■ **Instructions to follow**:
The entries are to be returned exactly as written.

--- Provided data Enclosed Below ---

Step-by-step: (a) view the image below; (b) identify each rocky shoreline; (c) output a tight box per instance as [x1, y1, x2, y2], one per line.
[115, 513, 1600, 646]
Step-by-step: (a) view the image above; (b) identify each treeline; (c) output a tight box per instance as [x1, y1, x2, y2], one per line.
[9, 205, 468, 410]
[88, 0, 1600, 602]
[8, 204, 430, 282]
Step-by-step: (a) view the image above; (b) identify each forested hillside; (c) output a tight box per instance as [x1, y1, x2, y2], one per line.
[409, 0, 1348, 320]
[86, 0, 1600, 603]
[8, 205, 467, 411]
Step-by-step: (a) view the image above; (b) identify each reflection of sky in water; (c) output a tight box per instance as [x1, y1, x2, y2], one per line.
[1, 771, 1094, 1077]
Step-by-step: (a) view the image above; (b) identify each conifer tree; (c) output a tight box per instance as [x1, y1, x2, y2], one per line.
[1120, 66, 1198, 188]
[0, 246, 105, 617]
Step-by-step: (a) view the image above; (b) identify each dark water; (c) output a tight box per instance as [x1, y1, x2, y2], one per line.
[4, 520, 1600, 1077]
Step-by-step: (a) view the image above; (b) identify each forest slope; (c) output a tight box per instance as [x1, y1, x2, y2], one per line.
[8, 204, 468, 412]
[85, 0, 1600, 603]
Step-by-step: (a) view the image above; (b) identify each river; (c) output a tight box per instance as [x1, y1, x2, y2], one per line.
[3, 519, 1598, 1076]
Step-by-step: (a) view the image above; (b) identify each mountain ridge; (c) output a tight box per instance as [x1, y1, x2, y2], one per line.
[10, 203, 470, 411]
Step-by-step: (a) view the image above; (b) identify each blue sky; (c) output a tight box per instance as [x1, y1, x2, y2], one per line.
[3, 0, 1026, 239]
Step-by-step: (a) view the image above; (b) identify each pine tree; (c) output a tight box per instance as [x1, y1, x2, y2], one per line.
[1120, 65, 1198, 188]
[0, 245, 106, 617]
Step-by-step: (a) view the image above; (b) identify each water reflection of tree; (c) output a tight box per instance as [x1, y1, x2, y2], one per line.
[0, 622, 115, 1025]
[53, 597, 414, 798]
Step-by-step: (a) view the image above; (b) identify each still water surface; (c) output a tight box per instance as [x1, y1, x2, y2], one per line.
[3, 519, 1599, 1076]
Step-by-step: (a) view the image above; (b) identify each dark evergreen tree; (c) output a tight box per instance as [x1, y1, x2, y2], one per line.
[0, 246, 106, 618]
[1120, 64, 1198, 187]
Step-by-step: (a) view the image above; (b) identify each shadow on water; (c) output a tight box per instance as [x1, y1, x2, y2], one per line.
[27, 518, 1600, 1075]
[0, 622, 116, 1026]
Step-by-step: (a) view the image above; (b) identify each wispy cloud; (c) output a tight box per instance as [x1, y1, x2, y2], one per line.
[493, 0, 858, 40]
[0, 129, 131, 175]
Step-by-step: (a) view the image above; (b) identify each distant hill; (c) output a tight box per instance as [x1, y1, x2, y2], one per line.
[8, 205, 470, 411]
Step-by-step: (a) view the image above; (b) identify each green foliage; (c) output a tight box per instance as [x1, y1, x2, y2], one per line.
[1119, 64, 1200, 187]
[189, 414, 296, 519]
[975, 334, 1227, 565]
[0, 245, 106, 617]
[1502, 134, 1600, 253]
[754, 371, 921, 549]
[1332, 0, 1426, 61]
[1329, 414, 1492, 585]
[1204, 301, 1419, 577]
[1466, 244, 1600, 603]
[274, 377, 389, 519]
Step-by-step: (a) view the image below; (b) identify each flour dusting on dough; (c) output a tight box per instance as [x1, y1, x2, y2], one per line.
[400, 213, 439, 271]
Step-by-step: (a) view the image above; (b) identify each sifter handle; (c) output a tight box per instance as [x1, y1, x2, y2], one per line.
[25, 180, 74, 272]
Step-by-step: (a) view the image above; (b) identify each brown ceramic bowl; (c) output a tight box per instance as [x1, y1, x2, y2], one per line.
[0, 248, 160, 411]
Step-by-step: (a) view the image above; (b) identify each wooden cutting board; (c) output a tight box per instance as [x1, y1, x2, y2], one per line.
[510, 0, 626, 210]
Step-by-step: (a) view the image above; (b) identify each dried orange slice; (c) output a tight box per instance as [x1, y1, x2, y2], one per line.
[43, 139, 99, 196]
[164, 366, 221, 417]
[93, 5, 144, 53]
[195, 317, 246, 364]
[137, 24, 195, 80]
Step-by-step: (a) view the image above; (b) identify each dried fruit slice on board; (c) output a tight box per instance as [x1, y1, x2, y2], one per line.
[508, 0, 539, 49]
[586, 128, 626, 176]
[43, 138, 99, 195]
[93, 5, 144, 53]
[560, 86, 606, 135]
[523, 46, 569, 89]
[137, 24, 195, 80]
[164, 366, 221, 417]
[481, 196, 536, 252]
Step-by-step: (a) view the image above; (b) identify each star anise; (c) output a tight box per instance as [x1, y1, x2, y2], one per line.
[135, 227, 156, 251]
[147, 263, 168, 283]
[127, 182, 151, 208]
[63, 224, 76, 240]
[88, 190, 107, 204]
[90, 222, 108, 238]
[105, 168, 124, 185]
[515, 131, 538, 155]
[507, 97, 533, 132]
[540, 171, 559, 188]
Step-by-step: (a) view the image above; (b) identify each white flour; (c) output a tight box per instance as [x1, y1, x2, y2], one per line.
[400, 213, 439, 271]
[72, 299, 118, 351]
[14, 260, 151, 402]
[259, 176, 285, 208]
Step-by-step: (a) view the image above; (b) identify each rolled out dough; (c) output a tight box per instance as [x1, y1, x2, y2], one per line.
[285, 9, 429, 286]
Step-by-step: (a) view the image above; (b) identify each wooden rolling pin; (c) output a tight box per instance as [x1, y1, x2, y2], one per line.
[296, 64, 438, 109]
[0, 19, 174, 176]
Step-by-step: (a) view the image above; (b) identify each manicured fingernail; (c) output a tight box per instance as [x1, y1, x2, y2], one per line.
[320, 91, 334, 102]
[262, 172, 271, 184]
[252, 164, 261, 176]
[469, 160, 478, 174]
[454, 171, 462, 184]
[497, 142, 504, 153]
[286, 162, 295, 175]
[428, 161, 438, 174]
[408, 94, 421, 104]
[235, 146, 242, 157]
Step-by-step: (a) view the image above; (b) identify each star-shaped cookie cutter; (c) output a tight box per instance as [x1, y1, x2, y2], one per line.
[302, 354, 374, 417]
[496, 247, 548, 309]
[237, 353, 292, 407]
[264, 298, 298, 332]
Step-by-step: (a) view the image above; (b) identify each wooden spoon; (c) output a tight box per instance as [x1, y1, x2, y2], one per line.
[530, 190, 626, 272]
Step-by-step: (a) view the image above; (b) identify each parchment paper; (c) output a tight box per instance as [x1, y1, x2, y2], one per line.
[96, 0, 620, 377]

--- End of Enclosed Provided data ---

■ **Solution for this problem**:
Step-by-step: (a) view the image below; (b) identify each rocky shoreline; (c) output a tight box per instance as [x1, y1, x2, y2], one per line.
[115, 513, 1600, 646]
Step-by-step: (a) view the image above; (b) identify each treeline; (c) output a tight box per instance as [x1, y1, x2, y2], one per line.
[9, 205, 468, 410]
[88, 0, 1600, 602]
[8, 204, 430, 282]
Step-by-step: (a) view the image above; (b) identify each forested hillside; (c) output a tight box per instance as [x1, y1, x2, y2], one per line.
[409, 0, 1348, 320]
[86, 0, 1600, 603]
[8, 205, 467, 411]
Step-by-step: (a) view the image above; (b) identify each reflection of sky in water; (c) output a tight box per instance as [x1, y1, x2, y2], one per line.
[1, 771, 1094, 1077]
Step-by-step: (a) view the image above; (b) identify each conifer tree; (c) output a tight box per instance as [x1, y1, x2, y2], one per line.
[1120, 66, 1198, 188]
[0, 246, 105, 617]
Step-by-step: (a) view the image above; (b) identify each dark water; (c) output a tight box per instance as [x1, y1, x2, y2], one per line.
[4, 520, 1600, 1077]
Step-by-step: (a) view the image above; (b) identify each forest slope; (c) output a tight box per instance as [x1, y1, x2, y2], one per line.
[8, 204, 468, 412]
[85, 0, 1600, 603]
Step-by-step: (a) view the image above; (b) identify each river; (c) output a tight box per instance as [x1, y1, x2, y2], one per line.
[3, 519, 1598, 1076]
Step-by-step: (a) view the image above; (b) identify each mountain ridge; (c) output a tight box per instance as [x1, y1, x2, y2], one per line.
[10, 203, 470, 411]
Step-by-step: (a) view the image above; (b) identify each blue sky; (c) output a tight box per instance as [x1, y1, x2, y2], one per line.
[3, 0, 1026, 239]
Step-by-step: (a) view the image above; (b) identify each pine tree; (c) output a tight box per instance as [x1, y1, x2, y2], one per line.
[1120, 65, 1198, 188]
[0, 245, 106, 617]
Step-by-step: (a) view the image above; (b) identify each water reflection of tree; (c) output a tight box per instance as [x1, y1, x2, y2], one per line.
[0, 622, 115, 1025]
[53, 597, 414, 798]
Step-by-step: (a) view the image above; (b) identify each still water surface; (c) output a tight box per instance as [x1, y1, x2, y2], one per line.
[3, 519, 1599, 1076]
Step-by-step: (a) view the image above; (b) identify each dark evergreen tree; (c) output a tight box per instance as [x1, y1, x2, y2], one per line.
[0, 246, 106, 618]
[1120, 64, 1198, 187]
Step-by-step: (a) view the image above; (b) identify each shadow on water; (c) output a tight box per instance as [x1, y1, x2, y2], one per line.
[27, 518, 1600, 1075]
[0, 622, 116, 1026]
Step-by-step: (a) view the image above; (b) identify each wispy cloud; (c) output a tight box per instance as [x1, y1, x2, y2], one per line.
[493, 0, 858, 40]
[0, 129, 131, 175]
Step-by-step: (a) view the image above; (b) identify each distant hill; (c) output a tight box per instance as [x1, y1, x2, y2], one per line.
[8, 205, 470, 411]
Step-by-step: (a) view the image above; (b) identify each green foliage; (c) output a tight box per instance as [x1, y1, x2, y2], one per line.
[1119, 64, 1200, 187]
[189, 414, 296, 519]
[975, 334, 1227, 565]
[0, 245, 106, 617]
[1502, 134, 1600, 253]
[754, 371, 921, 549]
[1332, 0, 1426, 61]
[1329, 414, 1492, 585]
[1204, 301, 1419, 577]
[1466, 244, 1600, 603]
[274, 377, 389, 519]
Step-by-step: (a) view the image below; (b) identify each flour dusting on dough; (c) output a tight box per instance as [x1, y1, x2, y2], one per line.
[400, 213, 439, 271]
Step-by-step: (a) view the image above; (b) identify each sifter handle; (c) output a tight box per instance as [x1, y1, x2, y2], one per line.
[25, 180, 74, 272]
Step-by-step: (a) view the image above; (b) identify each brown ceramic bowl; (c) output a tight box per instance as [x1, y1, x2, y2], one per line.
[0, 248, 160, 411]
Step-by-step: (a) view the image above; (b) identify each wooden cutting board; (c) output a tight box per instance as [x1, y1, x2, y2], one per line.
[510, 0, 626, 210]
Step-by-step: (a) view the image above; (b) identify each dried orange slice; (c) output a tight box per instance as [x1, y1, x2, y2], one per line.
[43, 139, 99, 196]
[164, 366, 221, 417]
[93, 5, 144, 53]
[195, 317, 246, 364]
[137, 24, 195, 80]
Step-by-step: (a) view the image above; (b) identify each dried fruit slice on board; (c) output a tight box per instance as [x1, y1, x2, y2], one per line.
[508, 0, 539, 49]
[586, 128, 626, 176]
[43, 138, 99, 195]
[93, 5, 144, 53]
[560, 86, 606, 135]
[523, 46, 569, 89]
[137, 24, 195, 80]
[164, 366, 221, 417]
[481, 196, 536, 252]
Step-by-step: (a) view the image above; (b) identify each star anise; (c) output a tight box per instance as [x1, y1, x2, y2], one per line.
[135, 227, 156, 251]
[147, 263, 168, 283]
[127, 182, 151, 208]
[63, 224, 76, 240]
[88, 190, 107, 204]
[90, 222, 108, 238]
[105, 168, 124, 185]
[515, 131, 538, 155]
[507, 97, 533, 132]
[540, 171, 559, 188]
Step-by-step: (a) view the image above; (b) identify each white flour; (c) output a tight box per instance as [x1, y1, x2, y2], one per line.
[400, 213, 439, 271]
[72, 299, 118, 351]
[14, 260, 151, 402]
[259, 176, 285, 208]
Step-by-step: (a) view the image above; (b) identify each rolled out dough; (c) output a tight box per instance as [x1, y1, x2, y2], one per line.
[285, 9, 429, 286]
Step-by-step: (a) view the image above; (b) identify each wooden rolling pin; (c) output a tight box per instance as [x1, y1, x2, y2], one per line.
[296, 64, 438, 109]
[0, 19, 174, 176]
Step-by-step: (a) view the image above; (b) identify each manicured fingernail; (c) output a tight box per instance as [x1, y1, x2, y2], one per line.
[320, 91, 334, 102]
[262, 172, 271, 184]
[252, 164, 261, 176]
[469, 160, 478, 174]
[454, 171, 462, 184]
[497, 142, 504, 153]
[286, 162, 295, 175]
[428, 161, 438, 174]
[408, 94, 421, 104]
[235, 146, 242, 157]
Step-by-step: (a) view the image above; (b) identify each star-shaped cookie cutter; (c) output a tight box per instance as [x1, y1, x2, y2], one per line.
[302, 354, 374, 417]
[496, 247, 548, 309]
[237, 353, 292, 407]
[264, 298, 298, 332]
Step-by-step: (a) view the image above; (b) identify each wooden spoon; (c) output a tight box per instance as [x1, y1, x2, y2], one per line.
[530, 190, 626, 272]
Step-by-step: (a) view the image above; (b) identify each parchment paper; (c) output a tight box per instance as [x1, y1, x2, y2], one per line.
[96, 0, 620, 377]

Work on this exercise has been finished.